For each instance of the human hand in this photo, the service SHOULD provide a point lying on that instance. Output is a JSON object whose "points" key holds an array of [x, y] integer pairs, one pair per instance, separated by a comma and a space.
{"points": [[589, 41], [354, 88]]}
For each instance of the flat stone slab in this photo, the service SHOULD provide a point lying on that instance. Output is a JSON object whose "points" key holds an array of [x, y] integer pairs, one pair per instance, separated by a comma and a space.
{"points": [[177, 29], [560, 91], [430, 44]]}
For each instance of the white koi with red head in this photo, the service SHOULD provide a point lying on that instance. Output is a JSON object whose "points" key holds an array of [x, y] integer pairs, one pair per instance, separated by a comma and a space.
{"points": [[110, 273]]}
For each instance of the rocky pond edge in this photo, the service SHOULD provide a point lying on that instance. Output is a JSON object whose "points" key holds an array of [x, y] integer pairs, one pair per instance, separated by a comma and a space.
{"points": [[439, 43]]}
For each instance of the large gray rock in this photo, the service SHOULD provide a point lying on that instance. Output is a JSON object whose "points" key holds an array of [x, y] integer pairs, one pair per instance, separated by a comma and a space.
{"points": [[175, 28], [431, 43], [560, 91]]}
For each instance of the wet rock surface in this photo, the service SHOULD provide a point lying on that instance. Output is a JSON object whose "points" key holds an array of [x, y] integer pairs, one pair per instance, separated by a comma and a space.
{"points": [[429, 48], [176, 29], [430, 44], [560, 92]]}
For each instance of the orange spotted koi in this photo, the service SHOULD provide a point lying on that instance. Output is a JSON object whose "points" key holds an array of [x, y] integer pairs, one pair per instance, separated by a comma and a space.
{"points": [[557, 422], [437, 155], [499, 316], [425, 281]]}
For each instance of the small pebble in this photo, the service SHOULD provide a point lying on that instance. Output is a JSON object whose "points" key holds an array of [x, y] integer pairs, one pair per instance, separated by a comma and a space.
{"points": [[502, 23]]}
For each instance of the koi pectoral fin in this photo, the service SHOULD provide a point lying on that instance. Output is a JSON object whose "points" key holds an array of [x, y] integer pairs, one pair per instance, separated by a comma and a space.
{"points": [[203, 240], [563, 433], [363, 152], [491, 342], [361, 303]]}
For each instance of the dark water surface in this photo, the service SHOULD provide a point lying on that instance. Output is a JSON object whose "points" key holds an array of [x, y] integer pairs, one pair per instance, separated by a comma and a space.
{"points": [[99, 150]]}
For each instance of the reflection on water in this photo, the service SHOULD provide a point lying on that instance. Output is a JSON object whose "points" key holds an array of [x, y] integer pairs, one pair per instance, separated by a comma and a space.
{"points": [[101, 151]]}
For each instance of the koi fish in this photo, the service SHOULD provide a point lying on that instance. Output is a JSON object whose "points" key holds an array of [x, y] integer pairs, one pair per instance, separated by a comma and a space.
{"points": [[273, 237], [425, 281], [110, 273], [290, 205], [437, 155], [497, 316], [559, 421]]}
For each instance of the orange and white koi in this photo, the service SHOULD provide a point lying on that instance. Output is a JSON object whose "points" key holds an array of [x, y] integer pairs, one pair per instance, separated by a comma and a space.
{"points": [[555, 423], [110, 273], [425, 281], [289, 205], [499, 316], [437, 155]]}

-------

* [REQUEST]: Edit all of the records above so that "SHOULD" becomes "MUST" everywhere it appears, and leave every other character unchanged.

* [OUTPUT BELOW]:
For each instance of the human hand in this photo, the service MUST provide a point lying on that instance. Output is a JSON object whose "points" key holds an array of [x, y] integer pairs, one pair per instance, separated by a comma and a space.
{"points": [[589, 41], [354, 88]]}
For each instance of the flat stone slab in this photo, the service MUST provide a point lying on that instance. Output is a JSON object whose "points" key holds an array of [x, y] integer pairs, one pair per instance, separated by a comma and a space.
{"points": [[177, 29], [560, 91], [430, 44]]}
For each instance of the white koi with red head in this photo, the service MUST provide a point lying on that instance. Output is a JSON object whose "points" key holds an array of [x, y] integer pairs, one pair per instance, separated by a comma and a space.
{"points": [[110, 273]]}
For each instance of the rocky pond edge in this photo, the service MUST provide a point lying on that instance. Output is a JSON object whose "points" key holds an array of [x, y] integer pairs, one pair per instance, separated by a comma and a space.
{"points": [[439, 43]]}
For each instance of the large gray rock in this photo, the service MUST provide a point lying on that instance. Output is a JSON object whose "points" key holds an array of [x, y] integer pairs, one pair per instance, separated by a comma and a space.
{"points": [[175, 28], [431, 43], [560, 91]]}
For each instance of the wet rock surface in this photo, the service MUST provide a point lying on that instance. Output is a JSON object whose "points" key holds an array of [x, y] integer pairs, one pair per instance, separated by a comma and a space.
{"points": [[429, 48], [176, 29], [430, 44], [560, 92]]}
For each instance of the orange spotted koi in this photo, the service MUST provide a point lying on that instance. Output is a JSON object whose "points" key holds an array of [x, y] integer pairs, one pair per instance, separated by a comma and a space.
{"points": [[557, 422], [437, 155], [499, 316], [425, 281]]}
For each instance of the small pebble in this photo, the service MUST provide a point lying on that instance. Output is a JSON object whose "points" key holds an array of [x, y] integer pairs, one pair per instance, separated by a comma and a space.
{"points": [[502, 23]]}
For each instance of the koi pectoral fin in this photo, the service MUST provide a point lying on that instance. Output is a JSON object whose "points" key holds an array of [x, y] integer pairs, one pair per instance, separated by a comma and a space.
{"points": [[203, 240], [563, 433], [363, 152], [491, 342], [361, 303]]}
For each instance of the dark water surface in this photo, the service MUST provide a point lying on that instance. Output is a JSON object whose "points" key holds an array of [x, y] integer pairs, one pair per instance, separated by a comma and a space.
{"points": [[99, 150]]}
For each instance of the reflection on water in this photo, the service MUST provide a point lying on that instance. Output is a JSON object whose "points" key holds an array of [x, y] integer pairs, one pair per instance, separated by a comma and a space.
{"points": [[101, 151]]}
For each instance of the koi fish in this photo, the service MUST provide a point lying on that instance. Output is a JSON object whose "points" key holds an array of [x, y] integer pairs, one pair per instance, separated by a comma and a space.
{"points": [[273, 237], [425, 281], [110, 273], [290, 205], [437, 155], [497, 316], [559, 421]]}
For each instance of the orange and white koi in this photo, the service MUST provide a point lying on that instance. Output is a JSON object whose "points" key holds an array of [x, y] integer pairs, one pair per instance, separated by a comma and a space.
{"points": [[555, 423], [110, 273], [425, 281], [289, 205], [499, 316], [437, 155]]}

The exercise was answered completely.